Entries from an annotation dataset -
§

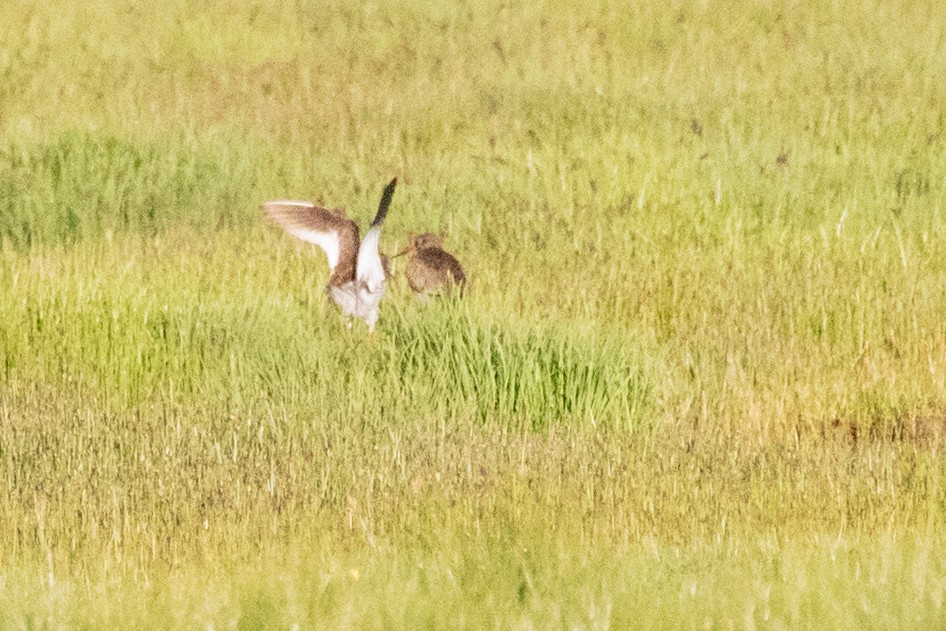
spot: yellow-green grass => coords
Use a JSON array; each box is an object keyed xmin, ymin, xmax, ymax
[{"xmin": 0, "ymin": 0, "xmax": 946, "ymax": 629}]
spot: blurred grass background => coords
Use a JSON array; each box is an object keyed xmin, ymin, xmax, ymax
[{"xmin": 0, "ymin": 0, "xmax": 946, "ymax": 628}]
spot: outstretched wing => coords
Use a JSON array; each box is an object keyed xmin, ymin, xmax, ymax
[
  {"xmin": 262, "ymin": 199, "xmax": 358, "ymax": 272},
  {"xmin": 355, "ymin": 178, "xmax": 397, "ymax": 293}
]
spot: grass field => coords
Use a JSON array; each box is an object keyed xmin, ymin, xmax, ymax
[{"xmin": 0, "ymin": 0, "xmax": 946, "ymax": 629}]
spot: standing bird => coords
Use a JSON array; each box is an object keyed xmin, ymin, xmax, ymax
[
  {"xmin": 263, "ymin": 178, "xmax": 397, "ymax": 334},
  {"xmin": 395, "ymin": 232, "xmax": 466, "ymax": 300}
]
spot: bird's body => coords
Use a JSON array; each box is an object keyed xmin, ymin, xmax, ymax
[
  {"xmin": 398, "ymin": 233, "xmax": 466, "ymax": 298},
  {"xmin": 263, "ymin": 178, "xmax": 397, "ymax": 333}
]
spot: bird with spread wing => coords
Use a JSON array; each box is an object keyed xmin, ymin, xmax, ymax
[{"xmin": 262, "ymin": 178, "xmax": 397, "ymax": 334}]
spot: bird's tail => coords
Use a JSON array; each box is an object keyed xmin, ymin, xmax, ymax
[{"xmin": 371, "ymin": 178, "xmax": 397, "ymax": 228}]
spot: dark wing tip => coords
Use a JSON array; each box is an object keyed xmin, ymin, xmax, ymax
[{"xmin": 371, "ymin": 178, "xmax": 397, "ymax": 228}]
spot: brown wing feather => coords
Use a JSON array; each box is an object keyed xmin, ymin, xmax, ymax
[
  {"xmin": 407, "ymin": 247, "xmax": 466, "ymax": 292},
  {"xmin": 262, "ymin": 200, "xmax": 360, "ymax": 285}
]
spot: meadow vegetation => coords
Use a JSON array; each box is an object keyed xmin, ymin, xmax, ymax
[{"xmin": 0, "ymin": 0, "xmax": 946, "ymax": 629}]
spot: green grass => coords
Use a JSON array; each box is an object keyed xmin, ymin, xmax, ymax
[{"xmin": 0, "ymin": 0, "xmax": 946, "ymax": 629}]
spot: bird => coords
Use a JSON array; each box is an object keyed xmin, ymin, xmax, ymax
[
  {"xmin": 262, "ymin": 178, "xmax": 397, "ymax": 335},
  {"xmin": 395, "ymin": 232, "xmax": 466, "ymax": 300}
]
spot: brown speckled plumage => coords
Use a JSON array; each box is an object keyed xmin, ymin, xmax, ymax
[{"xmin": 401, "ymin": 233, "xmax": 466, "ymax": 295}]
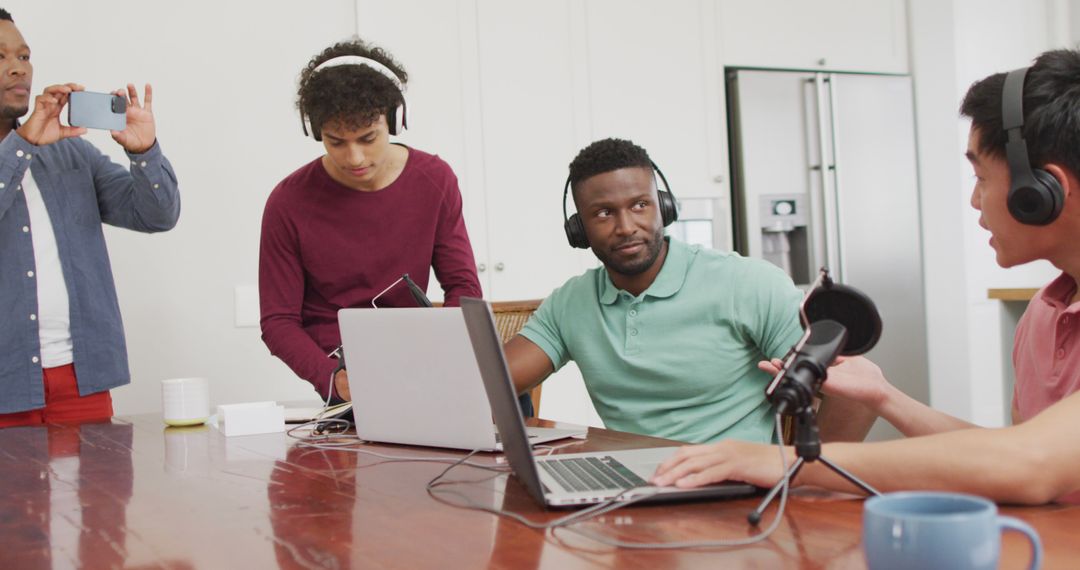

§

Written problem - Count the lines in the items above that contain the string "bird". Reply with the number only.

In response - 5